----- DATA SHOWN

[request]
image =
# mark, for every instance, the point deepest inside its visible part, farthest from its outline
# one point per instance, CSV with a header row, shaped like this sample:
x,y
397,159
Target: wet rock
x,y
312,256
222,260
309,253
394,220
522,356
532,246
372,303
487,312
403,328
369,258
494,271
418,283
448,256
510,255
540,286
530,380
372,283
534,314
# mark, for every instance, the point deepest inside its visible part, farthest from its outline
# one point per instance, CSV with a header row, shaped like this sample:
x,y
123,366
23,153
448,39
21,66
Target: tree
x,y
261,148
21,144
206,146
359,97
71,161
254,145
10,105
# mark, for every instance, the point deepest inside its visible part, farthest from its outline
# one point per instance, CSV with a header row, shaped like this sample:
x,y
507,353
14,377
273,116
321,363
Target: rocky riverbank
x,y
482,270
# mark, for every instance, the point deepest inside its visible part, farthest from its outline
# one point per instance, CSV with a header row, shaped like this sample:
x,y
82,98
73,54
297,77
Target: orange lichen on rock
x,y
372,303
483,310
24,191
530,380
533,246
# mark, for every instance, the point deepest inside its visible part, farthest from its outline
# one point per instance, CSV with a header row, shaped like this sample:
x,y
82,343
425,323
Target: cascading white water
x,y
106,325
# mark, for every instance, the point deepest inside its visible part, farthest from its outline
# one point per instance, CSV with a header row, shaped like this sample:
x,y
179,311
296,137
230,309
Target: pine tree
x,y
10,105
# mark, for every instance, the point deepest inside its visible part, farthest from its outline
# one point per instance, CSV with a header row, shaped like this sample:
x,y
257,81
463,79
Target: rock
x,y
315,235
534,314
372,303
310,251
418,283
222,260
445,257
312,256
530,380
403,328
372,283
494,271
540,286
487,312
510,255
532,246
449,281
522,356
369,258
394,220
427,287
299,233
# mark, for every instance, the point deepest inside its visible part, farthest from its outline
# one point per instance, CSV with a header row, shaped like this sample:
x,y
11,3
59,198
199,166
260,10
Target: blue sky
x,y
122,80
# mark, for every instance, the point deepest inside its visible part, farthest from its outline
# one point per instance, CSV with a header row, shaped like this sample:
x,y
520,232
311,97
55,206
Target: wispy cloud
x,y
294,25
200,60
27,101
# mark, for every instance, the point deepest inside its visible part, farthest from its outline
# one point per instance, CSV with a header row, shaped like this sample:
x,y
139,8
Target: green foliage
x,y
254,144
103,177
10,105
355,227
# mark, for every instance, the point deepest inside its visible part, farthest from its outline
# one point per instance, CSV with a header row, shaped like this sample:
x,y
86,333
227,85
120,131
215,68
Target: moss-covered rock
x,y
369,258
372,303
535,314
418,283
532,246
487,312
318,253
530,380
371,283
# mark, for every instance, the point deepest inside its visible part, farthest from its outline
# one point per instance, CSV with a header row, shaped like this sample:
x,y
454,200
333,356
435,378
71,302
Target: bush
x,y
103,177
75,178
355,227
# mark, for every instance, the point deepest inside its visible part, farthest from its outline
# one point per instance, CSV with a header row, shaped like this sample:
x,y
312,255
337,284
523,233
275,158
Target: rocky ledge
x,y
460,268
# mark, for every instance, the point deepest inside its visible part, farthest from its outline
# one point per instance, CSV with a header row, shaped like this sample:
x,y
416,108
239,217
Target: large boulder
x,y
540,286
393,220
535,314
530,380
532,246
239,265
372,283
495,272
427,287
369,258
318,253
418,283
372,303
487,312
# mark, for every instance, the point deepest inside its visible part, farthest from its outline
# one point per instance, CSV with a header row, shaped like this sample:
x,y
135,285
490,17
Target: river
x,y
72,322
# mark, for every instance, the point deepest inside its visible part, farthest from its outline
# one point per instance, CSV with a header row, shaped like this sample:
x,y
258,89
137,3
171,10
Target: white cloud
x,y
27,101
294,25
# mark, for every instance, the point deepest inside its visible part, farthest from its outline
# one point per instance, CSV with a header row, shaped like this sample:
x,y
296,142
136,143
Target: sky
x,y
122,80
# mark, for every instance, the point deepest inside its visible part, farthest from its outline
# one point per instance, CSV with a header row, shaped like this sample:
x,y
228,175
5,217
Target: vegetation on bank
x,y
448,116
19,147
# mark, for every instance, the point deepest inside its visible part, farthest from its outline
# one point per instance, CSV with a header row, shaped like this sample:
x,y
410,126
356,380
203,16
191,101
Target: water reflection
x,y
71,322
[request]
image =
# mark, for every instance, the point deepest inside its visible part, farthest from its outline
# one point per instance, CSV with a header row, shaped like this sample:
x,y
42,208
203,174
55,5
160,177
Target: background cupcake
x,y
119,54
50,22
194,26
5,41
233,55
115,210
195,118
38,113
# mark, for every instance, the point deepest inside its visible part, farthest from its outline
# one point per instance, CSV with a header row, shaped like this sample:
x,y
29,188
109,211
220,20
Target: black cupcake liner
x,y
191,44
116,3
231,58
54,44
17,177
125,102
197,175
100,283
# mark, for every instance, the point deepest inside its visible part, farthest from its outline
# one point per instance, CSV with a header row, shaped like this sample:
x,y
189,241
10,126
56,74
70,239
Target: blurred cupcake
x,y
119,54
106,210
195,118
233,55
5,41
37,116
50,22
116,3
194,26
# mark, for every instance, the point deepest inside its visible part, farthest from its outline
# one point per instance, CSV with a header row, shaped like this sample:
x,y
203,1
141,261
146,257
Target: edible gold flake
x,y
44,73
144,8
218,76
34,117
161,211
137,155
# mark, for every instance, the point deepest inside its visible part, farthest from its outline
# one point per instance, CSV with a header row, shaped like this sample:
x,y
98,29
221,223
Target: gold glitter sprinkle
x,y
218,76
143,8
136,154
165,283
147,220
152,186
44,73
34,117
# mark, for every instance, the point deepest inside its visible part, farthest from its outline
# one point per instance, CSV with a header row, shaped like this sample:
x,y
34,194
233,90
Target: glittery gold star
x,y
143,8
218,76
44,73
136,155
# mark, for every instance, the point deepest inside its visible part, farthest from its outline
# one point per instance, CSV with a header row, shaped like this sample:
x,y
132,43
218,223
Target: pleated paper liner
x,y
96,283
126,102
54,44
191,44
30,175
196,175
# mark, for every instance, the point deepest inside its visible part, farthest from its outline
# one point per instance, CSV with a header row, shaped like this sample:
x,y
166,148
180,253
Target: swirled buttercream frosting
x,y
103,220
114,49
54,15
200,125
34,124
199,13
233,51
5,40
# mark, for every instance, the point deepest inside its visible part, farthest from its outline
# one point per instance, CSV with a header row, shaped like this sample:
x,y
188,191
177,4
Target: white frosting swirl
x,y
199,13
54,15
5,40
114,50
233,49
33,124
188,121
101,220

----------

EXERCISE TASK.
Reproduce each entry exactly, leaving out nothing.

FINISHED EXERCISE.
[request]
image =
# mark, for every instance, the point deepest inside its visible part, farthest from its outline
# one point per instance, CSV with a header row, shaped like this sample:
x,y
397,159
Target: wet rock
x,y
312,256
222,260
309,253
394,220
522,356
532,246
372,303
487,312
403,328
369,258
494,271
418,283
448,256
510,255
540,286
530,380
372,283
534,314
# mark, for every instance, the point deepest inside its visible part, farthest from its outline
# one point per instance, CSV with a header row, shaped like this sample:
x,y
123,366
23,153
448,39
21,66
Target: tree
x,y
261,148
21,144
206,146
359,97
71,161
254,145
10,105
# mark, for every instance, the point deepest inside its visible part, farthest from its outline
# one point per instance, CSV with a header row, shaped like this sample:
x,y
507,353
14,377
273,116
321,363
Target: rocky riverbank
x,y
482,270
# mark, for every instance, the point deepest inside its visible part, farthest from its outline
# one point per instance, CSV with a header row, shaped like this sample:
x,y
82,98
73,54
297,77
Target: orange lichen on rock
x,y
372,303
483,310
24,191
530,380
533,246
# mark, for every instance, the point deepest inside its visible part, farthest from its outline
# one point per instance, CSV with a header row, shaped like this sample:
x,y
82,343
425,323
Target: cascading white water
x,y
106,325
# mark, for every instance, the point deepest inside its visible part, farthest from its outline
# one point per instance, CSV with a header row, shaped like this sample:
x,y
179,311
296,137
230,309
Target: pine tree
x,y
10,105
# mark, for every instance, the point deepest inside its visible part, farthest from its outline
# one point per instance, CSV with a header row, shaped like this sample:
x,y
257,81
463,79
Target: rock
x,y
315,235
534,314
372,303
310,251
418,283
222,260
445,257
312,256
530,380
403,328
372,283
494,271
540,286
487,312
510,255
532,246
449,281
522,356
369,258
394,220
427,287
299,233
# mark, for every instance, the point deepest inside its visible part, farthest from its outline
# one point per instance, CSV with a header row, shaped like this sample:
x,y
11,3
59,198
199,166
260,10
Target: blue sky
x,y
122,80
# mark, for every instance, the point deepest inside its visible part, farthest from its outline
# one point per instance, CSV with a header row, shaped like this sample:
x,y
520,232
311,97
55,206
Target: wispy cloud
x,y
294,25
200,60
27,101
# mark, for every instance, the point deepest inside its visible part, farthest from its outline
# one point per instance, CSV with a header row, shaped like this sample:
x,y
139,8
Target: green foliage
x,y
254,144
103,177
10,105
355,227
# mark, for every instance, the point deepest inside its visible part, farthest from its outline
# one point per instance, CSV with a header row, shaped like this sample:
x,y
86,333
227,85
120,131
215,68
Target: moss-covered rock
x,y
369,258
372,303
535,314
418,283
532,246
487,312
318,253
530,380
371,283
# mark, for every instance, the point deepest inside its visible part, farthest from its outline
# one point per instance, CSV with a header row, shaped like this sample:
x,y
454,200
333,356
435,378
71,302
Target: bush
x,y
103,177
75,178
355,227
# mark, for every instance, the point deepest inside its visible part, farthest from its outline
# one point per instance, CSV with a header row, shaped like this sample:
x,y
312,255
337,284
523,233
275,158
Target: rocky ledge
x,y
460,268
# mark, for every instance, the point deepest inside its visible part, farthest from its outline
# one point per instance, CSV with a header row, shaped like this sample:
x,y
416,108
239,217
Target: large boulder
x,y
540,286
393,220
535,314
530,380
532,246
239,265
372,283
495,272
427,287
369,258
318,253
418,283
372,303
487,312
# mark, for every instance, the point deepest inside its visible part, farthest from its outline
# one point per instance, CSV with a header row, shaped like this sample:
x,y
135,285
490,17
Target: river
x,y
72,322
# mark, for every instance, the point deepest inside its visible part, farthest from its outline
# one point per instance, CSV with a header row, shaped like this sample:
x,y
258,89
137,3
171,10
Target: white cloud
x,y
27,101
294,25
# mark, for every instance, the point deepest inside its visible part, farthest from its outline
# one point per instance, CSV with a header row, shaped like this sample:
x,y
296,142
136,143
Target: sky
x,y
122,80
# mark, for every instance, the point deepest inside its visible part, farthest from its outline
# one point per instance, CSV with a header row, shaped like this sample:
x,y
228,175
5,217
Target: vegetation on bank
x,y
448,116
19,147
# mark, for every instance, the point deepest inside its visible part, farthest from its outline
# one point per instance, CSV with a header row, shaped like this sample:
x,y
410,126
356,380
203,16
191,101
Target: water reflection
x,y
71,322
[request]
image =
# mark, for every instance, the point deepest inside its visible part, farthest from its outline
# one point per instance, CSV with a header row, shaped like this sample:
x,y
42,208
203,174
55,5
160,177
Target: background cupcake
x,y
119,54
50,22
194,26
5,41
233,55
115,210
195,118
38,113
# mark, for every instance, the point deepest inside its visible part, farthest from its outline
# one point per instance, CSV with a header row, shaped like this sample:
x,y
29,188
109,211
220,20
Target: black cupcake liner
x,y
191,44
116,3
231,58
54,44
17,177
125,102
197,175
100,283
# mark, for every instance, the point deepest inside its visible part, farthest from its outline
# one point per instance, CSV with a header row, shaped like this sample:
x,y
189,241
10,126
56,74
70,239
Target: blurred cupcake
x,y
119,54
106,210
195,118
233,55
5,41
37,116
50,22
116,3
194,26
# mark, for every instance, the point deepest inside its visible part, farthest from its outline
# one point per instance, CSV with a header row, shaped like this sample:
x,y
203,1
141,261
146,257
Target: edible gold flake
x,y
44,73
144,8
218,76
34,117
161,211
137,155
# mark, for every instance, the point deepest inside its visible part, farthest from its outline
# one point per instance, CSV with a header row, shaped like this sample:
x,y
98,29
221,223
Target: gold glitter sprinkle
x,y
218,76
143,8
136,154
165,283
147,220
152,186
44,73
34,117
# mark, for every instance, the point deepest inside its visible part, farthest from its outline
# one point per instance, CSV with a header row, shaped like this sample:
x,y
34,194
233,90
Target: glittery gold star
x,y
143,8
218,76
44,73
136,155
# mark, for every instance, the point deepest inside its visible part, farthest from its outline
# one point per instance, CSV with a header row, shaped like this sample:
x,y
132,43
218,223
Target: pleated paper liner
x,y
96,283
126,102
54,44
191,44
30,175
196,175
# mark, for every instance, the point deepest inside its visible part, farthest from its outline
# one point per instance, CSV with a header row, shaped like this sample:
x,y
166,148
180,253
Target: swirled buttercream frosting
x,y
103,220
114,49
54,15
200,125
34,124
199,13
233,51
5,40
# mark, for every instance, the point deepest inside its visible part, farthest from its outline
# one point per instance, CSV with a header row, shaped like this sample:
x,y
188,191
177,4
Target: white frosting swirl
x,y
199,13
54,15
5,40
114,50
233,49
33,124
188,121
101,220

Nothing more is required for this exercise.